Each record is to be repeated exactly as it stands below.

----------------------------------------

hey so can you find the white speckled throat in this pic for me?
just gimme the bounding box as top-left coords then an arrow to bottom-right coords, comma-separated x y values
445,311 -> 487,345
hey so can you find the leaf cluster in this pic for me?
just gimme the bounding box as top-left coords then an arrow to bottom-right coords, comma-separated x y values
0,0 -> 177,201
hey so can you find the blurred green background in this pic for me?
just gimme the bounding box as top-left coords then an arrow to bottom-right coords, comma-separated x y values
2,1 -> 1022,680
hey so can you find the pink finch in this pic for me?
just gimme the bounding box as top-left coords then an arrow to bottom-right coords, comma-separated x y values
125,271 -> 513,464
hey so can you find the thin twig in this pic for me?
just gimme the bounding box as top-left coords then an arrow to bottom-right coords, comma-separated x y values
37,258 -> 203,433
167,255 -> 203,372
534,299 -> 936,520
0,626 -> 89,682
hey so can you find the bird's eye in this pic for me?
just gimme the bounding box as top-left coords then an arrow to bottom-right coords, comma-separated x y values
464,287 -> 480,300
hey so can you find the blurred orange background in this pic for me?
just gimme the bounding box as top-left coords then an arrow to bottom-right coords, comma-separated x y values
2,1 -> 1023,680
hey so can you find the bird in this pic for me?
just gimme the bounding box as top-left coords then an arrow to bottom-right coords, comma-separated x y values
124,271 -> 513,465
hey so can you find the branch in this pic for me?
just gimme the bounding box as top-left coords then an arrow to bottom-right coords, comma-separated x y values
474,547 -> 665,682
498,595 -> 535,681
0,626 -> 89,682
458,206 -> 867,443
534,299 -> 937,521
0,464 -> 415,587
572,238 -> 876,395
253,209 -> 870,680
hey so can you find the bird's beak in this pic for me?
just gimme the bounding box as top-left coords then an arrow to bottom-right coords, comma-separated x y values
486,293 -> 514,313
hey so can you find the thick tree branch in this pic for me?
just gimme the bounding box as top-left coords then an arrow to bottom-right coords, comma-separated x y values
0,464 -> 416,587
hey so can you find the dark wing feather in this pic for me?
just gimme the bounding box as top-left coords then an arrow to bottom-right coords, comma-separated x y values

----------------------------------------

=== Response for this exercise ===
hey so can you find the white speckled throat in this pic for me?
just gimme the bounding box as top-left coords then an arrow to bottom-right coords, comma-separated x y values
445,311 -> 487,345
hey so can you find the leaf cluster in this pic for me?
just gimme the bounding box as top-left coords then an arrow to bottom-right coords, comma-separated x y values
0,0 -> 177,201
hey so can you find the blurred green background in this pic for me?
just gimme the bounding box as top-left coords then an arrow to bottom-right coords, comma-separated x y values
2,1 -> 1022,680
hey so can you find the pink finch in this pic for me?
just gimme the bounding box as top-left coords then an arrow to bottom-right coords, comma-separated x y values
125,271 -> 513,464
hey so can you find the thin twig in this pic for me?
just gimme the bounding box as top-left coords then an arrow to bottom-right coords, comma-separated x y values
37,258 -> 203,433
167,255 -> 203,372
534,299 -> 936,520
0,626 -> 89,682
hey so can you find the bird's eye in this pic for me?
just gimme the bounding box as top-left coords then an arrow to bottom-right coords, comma-separated x y values
464,287 -> 480,300
hey so can you find the blurred orange background in this pic for me?
just gimme the bounding box as top-left coords then an arrow to bottom-right coords, comma-separated x y values
2,1 -> 1023,680
hey so can you find the bird in this pic for me?
just gimme the bounding box as top-left coords then an arrow to bottom-right coords, comma-separated x y values
124,271 -> 513,465
hey so can you find the branch in this pic for me?
just gimme the bounding box as top-left coords then an arrow to bottom-right coords, comma-separated x y values
474,547 -> 665,682
498,595 -> 535,681
0,626 -> 89,682
458,206 -> 867,443
534,299 -> 937,521
0,464 -> 415,587
572,238 -> 876,395
253,209 -> 870,680
hey so can you find the bird's beak in this pic for me?
just gimme the bounding box as top-left coords then an arrow to bottom-right coords, comma-separated x y values
486,293 -> 514,313
hey so can you find the thick tree branch in this pic for me?
just gimme the bounding box as top-left coords then an arrow to bottom-right coords, comma-separated x y values
0,464 -> 416,587
hey so can you find the dark wing feather in this pic for me?
just gimme the bounding box as top-left coords then an arrow to bottom-right coords, comma-separated x y values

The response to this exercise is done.